## Metin Parçası
= = = =

Herkesin bir kimsesi vardır; bir de kimsesizliği…

Kimsesizliğimi buldum bir köşe başında, duvar dibinde. Yanına gittim, diz çöktüm onun gibi… Yanakları ıslaktı. “Nerelerdesin?” diye sordum, sitem dolu. “Birbirimizden başka kimsemiz olmadığını bilmiyor musun?” dedim. Başını kaldırdı, elinin tersiyle gözlerini sildi. “Biz birbirimizin kimsesi değiliz, kimsesizliğiyiz,” dedi… Gözümden bir damla düştü, dizlerimizin dibine.
Kimsesizlik, Kemalettin Tuğcu romanlarının çocukları gibidir önceleri… Babasızlıktır çoğunlukla. Annenin içini kaplayan hüznünün dışa vuran sessizliğidir biraz da… Geçinebilmektir zorla. Zorluklara göğüs gerebilmektir… İdare edebilmektir hayatı. İdare lambasının kısık ışığında yaşamak gibidir… El yordamıyla bulmaktır nesneleri. Zaten sahip olunanlar az olduğu için onları bulmak değil, en çok başkalarının görmemesidir sorun olan… Gösterilemiyordur, fark edilemiyordur, görmüyorlardır… Yok sayıyorlardır. Yoktur!.. Yoksundur.
Yoksuldur.

= = = =

## Yazılı Görevler
(a) Kimsesizlik üzerine metni, "Herkesin bir kimsesi" sözcüklerinin geçtiği yerden başlayarak "düştü, dizlerimizin dibine." sözcüklerinden sonra bitecek biçimde hiç değiştirmeden tekrarlayın.
(b) Kimsesizlik üzerine metinde kimsesizlik önceleri kimlere benzetiliyor?
Verilerin bu işte hiçbir rolü yoktur.

## Toplanan Veriler
= = = =

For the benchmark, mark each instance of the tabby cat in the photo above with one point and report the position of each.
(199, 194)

= = = =

## Yanıtlar
(a)
Herkesin bir kimsesi vardır; bir de kimsesizliği…

Kimsesizliğimi buldum bir köşe başında, duvar dibinde. Yanına gittim, diz çöktüm onun gibi… Yanakları ıslaktı. “Nerelerdesin?” diye sordum, sitem dolu. “Birbirimizden başka kimsemiz olmadığını bilmiyor musun?” dedim. Başını kaldırdı, elinin tersiyle gözlerini sildi. “Biz birbirimizin kimsesi değiliz, kimsesizliğiyiz,” dedi… Gözümden bir damla düştü, dizlerimizin dibine.

(b) Kemalettin Tuğcu romanlarının çocuklarına.